• Reading passage:
Are all-male golf clubs necessarily a bad thing?

We all applauded when Augusta National opened Magnolia Lane to women.

And now we're all jeering the decision of the (less than) Honourable Company of Edinburgh Golfers at Muirfield to retain its all-male membership policy. The Scottish club's decision prompted the R&A — golf's governing body outside of the United States and Mexico — to remove the spectacular Muirfield course from the British Open rotation.

"golf nil, neanderthals one," is how esteemed Scottish golf writer John Huggan put it on Twitter.

Don't confuse this for an anti-political-correctness rant, but I'm here to tell you that men's clubs are not a bad thing. At least in some cases.

The Chicago area is home to about a quarter of the nation's all-male golf clubs. There's Butler National in west suburban Oak Brook, Black Sheep in far west Sugar Grove and two in Highland Park: Bob O'Link and Old Elm. Each has a completely different vibe and reason for existence.

Butler National was built to host top-notch tournaments and provide an entertainment vehicle for its flush-with-dough members.

Black Sheep is a links-style gem, a pure golf club whose members value male bonding and minimalism, eschewing the snobbishness prevalent at some country clubs. Finances are at the root of the club's all-male philosophy. Members won't spend a dime on a swimming pool or fine china but get giddy over a bunker renovation project.

Bob O'Link is the manliest of them all, a club of serious drinking and relaxed rules. Members might no longer eat steak sandwiches while wearing a towel, but if five of them want to take five golf carts and play fast, they probably can.

Old Elm is gorgeous, better than half the courses on Golf Digest's 100 Greatest Courses. But the older, low-key membership values its privacy.

Of the four, I believe only Butler National is foolish to say no to women. Its all-male policy cost it the Western Open (and future BMW Championship) starting in 1991, and it's why USGA officials, seeking a U.S. Open venue in the Midwest, were so quick to embrace Wisconsin's Erin Hills.

Medinah and Olympia Fields can make a case, but Butler National is the only perfect U.S. Open venue in the state, thanks to its demonic layout, perfect conditioning, central location and lack of affiliation with the PGA of America (PGA Championship, Ryder Cup).

• Set tasks:
(a) In the piece on all-male golf clubs, retype the passage that begins at the words "The Chicago area" and stops after the words "reason for existence.".
(b) Answer these questions using the piece on all-male golf clubs.
(i) Which body removed the Muirfield course from the British Open rotation?
(ii) Which two all-male clubs are in Highland Park?
(iii) Which tournament did Butler National's all-male policy cost it starting in 1991?

• Provided data:
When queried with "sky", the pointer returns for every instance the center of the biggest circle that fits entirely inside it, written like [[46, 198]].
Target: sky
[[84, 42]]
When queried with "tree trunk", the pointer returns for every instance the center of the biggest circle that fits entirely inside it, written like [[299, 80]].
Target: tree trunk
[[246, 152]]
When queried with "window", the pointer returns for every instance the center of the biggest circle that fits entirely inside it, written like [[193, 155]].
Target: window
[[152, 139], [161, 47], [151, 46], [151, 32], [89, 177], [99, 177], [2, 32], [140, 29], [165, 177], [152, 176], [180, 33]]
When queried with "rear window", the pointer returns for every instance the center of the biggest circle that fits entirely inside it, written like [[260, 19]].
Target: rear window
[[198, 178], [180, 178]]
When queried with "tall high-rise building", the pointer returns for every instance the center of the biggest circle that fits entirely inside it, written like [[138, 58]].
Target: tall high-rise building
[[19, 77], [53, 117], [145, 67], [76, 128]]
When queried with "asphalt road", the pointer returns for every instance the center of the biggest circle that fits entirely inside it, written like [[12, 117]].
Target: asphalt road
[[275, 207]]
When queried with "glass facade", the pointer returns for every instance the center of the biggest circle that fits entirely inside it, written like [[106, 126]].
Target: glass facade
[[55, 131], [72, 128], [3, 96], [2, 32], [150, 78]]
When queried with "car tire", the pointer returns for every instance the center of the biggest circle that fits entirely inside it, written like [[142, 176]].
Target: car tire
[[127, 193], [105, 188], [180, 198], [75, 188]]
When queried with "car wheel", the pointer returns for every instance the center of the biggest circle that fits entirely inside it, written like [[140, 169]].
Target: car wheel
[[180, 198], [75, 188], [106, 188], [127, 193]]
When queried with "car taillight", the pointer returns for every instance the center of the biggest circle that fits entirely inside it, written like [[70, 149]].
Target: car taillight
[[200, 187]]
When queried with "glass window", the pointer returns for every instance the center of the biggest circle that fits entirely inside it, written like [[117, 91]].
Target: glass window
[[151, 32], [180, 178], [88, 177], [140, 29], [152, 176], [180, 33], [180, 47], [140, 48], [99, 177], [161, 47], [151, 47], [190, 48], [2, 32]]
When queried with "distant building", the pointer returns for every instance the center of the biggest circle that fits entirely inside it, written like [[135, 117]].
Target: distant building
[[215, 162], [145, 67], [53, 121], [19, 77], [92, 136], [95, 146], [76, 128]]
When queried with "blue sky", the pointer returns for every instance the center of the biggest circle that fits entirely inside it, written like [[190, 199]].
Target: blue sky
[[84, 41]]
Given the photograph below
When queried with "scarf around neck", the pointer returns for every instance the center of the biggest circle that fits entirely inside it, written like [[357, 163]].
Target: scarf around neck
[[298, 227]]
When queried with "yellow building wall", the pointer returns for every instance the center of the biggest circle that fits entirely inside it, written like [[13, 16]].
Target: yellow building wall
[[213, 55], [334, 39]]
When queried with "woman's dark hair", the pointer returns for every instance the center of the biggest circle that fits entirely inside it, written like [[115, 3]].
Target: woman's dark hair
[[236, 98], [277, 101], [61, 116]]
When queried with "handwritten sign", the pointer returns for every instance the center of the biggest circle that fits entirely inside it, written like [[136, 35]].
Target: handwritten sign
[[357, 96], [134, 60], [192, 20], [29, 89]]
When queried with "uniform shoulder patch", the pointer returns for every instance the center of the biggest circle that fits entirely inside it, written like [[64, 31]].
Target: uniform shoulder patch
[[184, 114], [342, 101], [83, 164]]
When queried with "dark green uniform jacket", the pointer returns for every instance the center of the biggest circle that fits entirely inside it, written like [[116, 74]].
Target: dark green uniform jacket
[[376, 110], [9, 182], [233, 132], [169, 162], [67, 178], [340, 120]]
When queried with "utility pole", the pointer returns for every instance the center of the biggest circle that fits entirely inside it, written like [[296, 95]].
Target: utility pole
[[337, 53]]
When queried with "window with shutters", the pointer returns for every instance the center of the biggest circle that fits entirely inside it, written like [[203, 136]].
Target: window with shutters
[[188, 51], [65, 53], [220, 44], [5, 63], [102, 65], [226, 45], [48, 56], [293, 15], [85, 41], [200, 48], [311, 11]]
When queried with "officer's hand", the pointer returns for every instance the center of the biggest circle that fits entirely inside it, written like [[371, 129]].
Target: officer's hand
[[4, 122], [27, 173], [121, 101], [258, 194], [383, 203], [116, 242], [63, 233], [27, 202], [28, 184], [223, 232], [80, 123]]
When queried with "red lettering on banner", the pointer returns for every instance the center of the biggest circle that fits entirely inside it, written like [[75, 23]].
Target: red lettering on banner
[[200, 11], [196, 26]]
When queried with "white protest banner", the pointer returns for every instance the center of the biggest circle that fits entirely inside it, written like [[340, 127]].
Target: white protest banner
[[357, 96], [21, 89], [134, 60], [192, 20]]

• Solution list:
(a)
The Chicago area is home to about a quarter of the nation's all-male golf clubs. There's Butler National in west suburban Oak Brook, Black Sheep in far west Sugar Grove and two in Highland Park: Bob O'Link and Old Elm. Each has a completely different vibe and reason for existence.

(b)
(i) The R&A
(ii) Bob O'Link and Old Elm
(iii) The Western Open